What you are asked to do — Write out every line of the listing below without changing anything, but leave the pictures out.

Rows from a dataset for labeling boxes
- - -
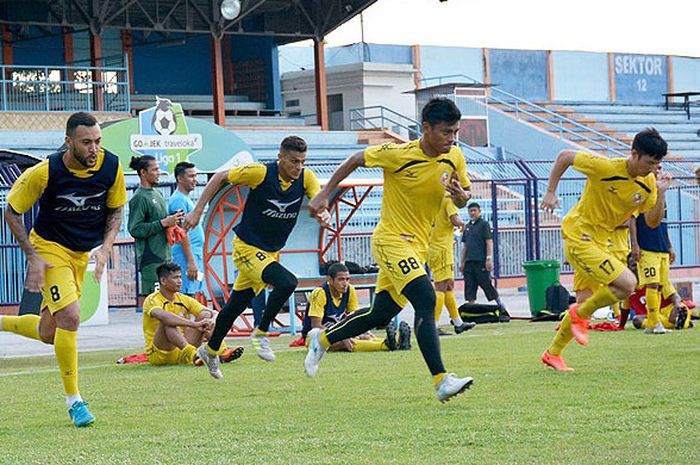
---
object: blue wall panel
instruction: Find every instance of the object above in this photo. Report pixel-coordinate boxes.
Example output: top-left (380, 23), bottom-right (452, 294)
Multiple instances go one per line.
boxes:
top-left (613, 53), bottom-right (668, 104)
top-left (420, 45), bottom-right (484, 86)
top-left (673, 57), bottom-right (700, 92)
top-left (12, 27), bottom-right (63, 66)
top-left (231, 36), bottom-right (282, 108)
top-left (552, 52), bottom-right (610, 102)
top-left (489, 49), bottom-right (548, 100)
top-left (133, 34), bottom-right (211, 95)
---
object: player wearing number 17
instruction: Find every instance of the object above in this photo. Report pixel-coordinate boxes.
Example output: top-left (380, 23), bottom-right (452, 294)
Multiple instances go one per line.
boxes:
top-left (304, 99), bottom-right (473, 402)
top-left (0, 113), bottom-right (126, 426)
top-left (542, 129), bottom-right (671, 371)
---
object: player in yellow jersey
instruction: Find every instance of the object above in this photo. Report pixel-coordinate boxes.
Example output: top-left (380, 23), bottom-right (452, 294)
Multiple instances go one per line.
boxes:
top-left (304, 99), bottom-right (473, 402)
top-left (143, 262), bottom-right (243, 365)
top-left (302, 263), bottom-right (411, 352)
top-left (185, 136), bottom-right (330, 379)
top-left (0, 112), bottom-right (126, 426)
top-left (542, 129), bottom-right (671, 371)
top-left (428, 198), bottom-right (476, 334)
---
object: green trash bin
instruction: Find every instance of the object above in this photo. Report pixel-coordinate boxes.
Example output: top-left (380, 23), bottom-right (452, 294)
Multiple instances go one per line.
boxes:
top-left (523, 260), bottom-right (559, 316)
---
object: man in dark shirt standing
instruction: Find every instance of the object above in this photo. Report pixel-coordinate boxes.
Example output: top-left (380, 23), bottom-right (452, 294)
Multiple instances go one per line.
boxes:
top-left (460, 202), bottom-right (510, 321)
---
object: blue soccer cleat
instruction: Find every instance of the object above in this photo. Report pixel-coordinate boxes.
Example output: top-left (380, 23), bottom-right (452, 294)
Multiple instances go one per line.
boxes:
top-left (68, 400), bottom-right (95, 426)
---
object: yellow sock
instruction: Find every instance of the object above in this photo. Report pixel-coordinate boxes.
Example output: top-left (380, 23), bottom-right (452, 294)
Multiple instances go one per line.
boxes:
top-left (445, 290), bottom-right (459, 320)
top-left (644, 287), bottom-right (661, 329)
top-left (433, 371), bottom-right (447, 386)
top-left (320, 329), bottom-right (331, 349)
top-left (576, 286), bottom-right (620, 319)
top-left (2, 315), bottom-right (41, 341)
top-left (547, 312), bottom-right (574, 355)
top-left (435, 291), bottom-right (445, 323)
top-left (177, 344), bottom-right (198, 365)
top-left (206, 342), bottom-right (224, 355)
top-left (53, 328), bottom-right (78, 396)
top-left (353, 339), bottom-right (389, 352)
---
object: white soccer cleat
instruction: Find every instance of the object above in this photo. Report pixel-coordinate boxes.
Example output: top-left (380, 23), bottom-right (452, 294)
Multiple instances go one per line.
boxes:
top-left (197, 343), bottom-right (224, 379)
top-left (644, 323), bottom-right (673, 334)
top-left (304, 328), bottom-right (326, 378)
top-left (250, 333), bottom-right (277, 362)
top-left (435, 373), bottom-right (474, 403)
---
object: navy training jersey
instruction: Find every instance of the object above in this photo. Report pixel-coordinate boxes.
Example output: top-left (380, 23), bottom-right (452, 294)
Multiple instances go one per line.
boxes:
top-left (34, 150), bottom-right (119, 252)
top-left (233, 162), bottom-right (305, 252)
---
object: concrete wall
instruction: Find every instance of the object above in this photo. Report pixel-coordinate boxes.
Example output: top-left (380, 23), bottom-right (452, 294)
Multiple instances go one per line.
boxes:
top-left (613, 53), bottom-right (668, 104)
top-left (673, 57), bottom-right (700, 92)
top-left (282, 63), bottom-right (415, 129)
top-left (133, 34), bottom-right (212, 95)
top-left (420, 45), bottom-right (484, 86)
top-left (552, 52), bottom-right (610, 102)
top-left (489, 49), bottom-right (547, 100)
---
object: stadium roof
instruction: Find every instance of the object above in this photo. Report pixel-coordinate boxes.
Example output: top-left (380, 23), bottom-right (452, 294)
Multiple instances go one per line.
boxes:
- - -
The reply —
---
object: blue wall panel
instruction: Find every instance of the object above in this photo. Report pixel-coordinate boxes.
Example output: top-left (380, 23), bottom-right (452, 294)
Multiple instances go one per line.
boxes:
top-left (613, 53), bottom-right (668, 104)
top-left (420, 45), bottom-right (484, 86)
top-left (673, 57), bottom-right (700, 92)
top-left (12, 27), bottom-right (63, 66)
top-left (231, 36), bottom-right (282, 108)
top-left (552, 52), bottom-right (610, 102)
top-left (489, 49), bottom-right (548, 100)
top-left (133, 34), bottom-right (211, 95)
---
object: player wearing number 17
instruction: Find every instance of the object above in this photo. Report pixel-coordinate boxes.
Example output: top-left (380, 23), bottom-right (452, 294)
Multiple instances go one per line.
boxes:
top-left (304, 99), bottom-right (473, 402)
top-left (0, 113), bottom-right (126, 426)
top-left (542, 129), bottom-right (671, 371)
---
object: player in yellow jersey
instruction: Find every instance of the object above in this photo. Report pixel-coordinate boxes.
Example output: top-left (380, 23), bottom-right (452, 294)
Multiple instances go one per line.
boxes:
top-left (304, 99), bottom-right (473, 402)
top-left (143, 262), bottom-right (243, 365)
top-left (302, 263), bottom-right (411, 352)
top-left (185, 136), bottom-right (330, 379)
top-left (0, 112), bottom-right (126, 426)
top-left (542, 129), bottom-right (671, 371)
top-left (428, 198), bottom-right (476, 334)
---
object: green trash bin
instruction: Find every instance of the object above in this photo. Report pixel-coordinate boxes.
Example output: top-left (380, 23), bottom-right (452, 294)
Multiple instances go one per line.
boxes:
top-left (523, 260), bottom-right (559, 316)
---
object: man in dark shirt standing
instruction: Find every instance of the object above in this photo. Report pixel-coordinate boxes.
Example output: top-left (380, 23), bottom-right (452, 294)
Multiple instances go one per line.
boxes:
top-left (460, 202), bottom-right (510, 321)
---
object: blue soccer cleat
instruction: Find every instance of the object above in this photo. Report pixel-coordinate boxes.
Example output: top-left (380, 23), bottom-right (452, 294)
Multiple instances go one per line.
boxes:
top-left (68, 400), bottom-right (95, 426)
---
object: yellow sock
instruction: Find every instance of the object above in this photo. Report pixel-coordinate boxes.
Example output: top-left (380, 23), bottom-right (452, 294)
Multiple instances go one per line.
boxes:
top-left (445, 290), bottom-right (459, 320)
top-left (644, 287), bottom-right (661, 329)
top-left (433, 371), bottom-right (447, 386)
top-left (320, 329), bottom-right (331, 349)
top-left (576, 286), bottom-right (620, 319)
top-left (2, 315), bottom-right (41, 341)
top-left (547, 312), bottom-right (574, 355)
top-left (435, 291), bottom-right (445, 323)
top-left (177, 344), bottom-right (198, 365)
top-left (206, 342), bottom-right (224, 355)
top-left (53, 328), bottom-right (78, 396)
top-left (353, 339), bottom-right (389, 352)
---
object: white soccer cleat
instruction: Find every instance of the object above in this photo. Report pixel-coordinate boxes.
Example output: top-left (380, 23), bottom-right (452, 294)
Multiple instances go one per line.
boxes:
top-left (197, 343), bottom-right (224, 379)
top-left (644, 323), bottom-right (673, 334)
top-left (304, 328), bottom-right (326, 378)
top-left (250, 333), bottom-right (277, 362)
top-left (435, 373), bottom-right (474, 403)
---
object: navy training jersey
instruction: Find every instance of the object above in this photo. Report pixel-coordinate boxes.
Example output: top-left (380, 23), bottom-right (452, 294)
Multiple instances go one per line.
boxes:
top-left (34, 150), bottom-right (119, 252)
top-left (233, 162), bottom-right (305, 252)
---
object: concrete wall
instruction: Find every instance of the object above in this photo. Report pixel-coordinate boxes.
Example output: top-left (380, 23), bottom-right (452, 294)
Multiple instances go one per line.
boxes:
top-left (613, 53), bottom-right (668, 104)
top-left (673, 57), bottom-right (700, 92)
top-left (282, 63), bottom-right (415, 129)
top-left (133, 34), bottom-right (212, 95)
top-left (420, 45), bottom-right (484, 86)
top-left (552, 52), bottom-right (610, 102)
top-left (489, 49), bottom-right (547, 100)
---
object: stadium roof
instruction: Find every instance of the object above in this photo. Report pixel-coordinate boxes.
Example output: top-left (380, 23), bottom-right (452, 294)
Multiple instances go one per line.
boxes:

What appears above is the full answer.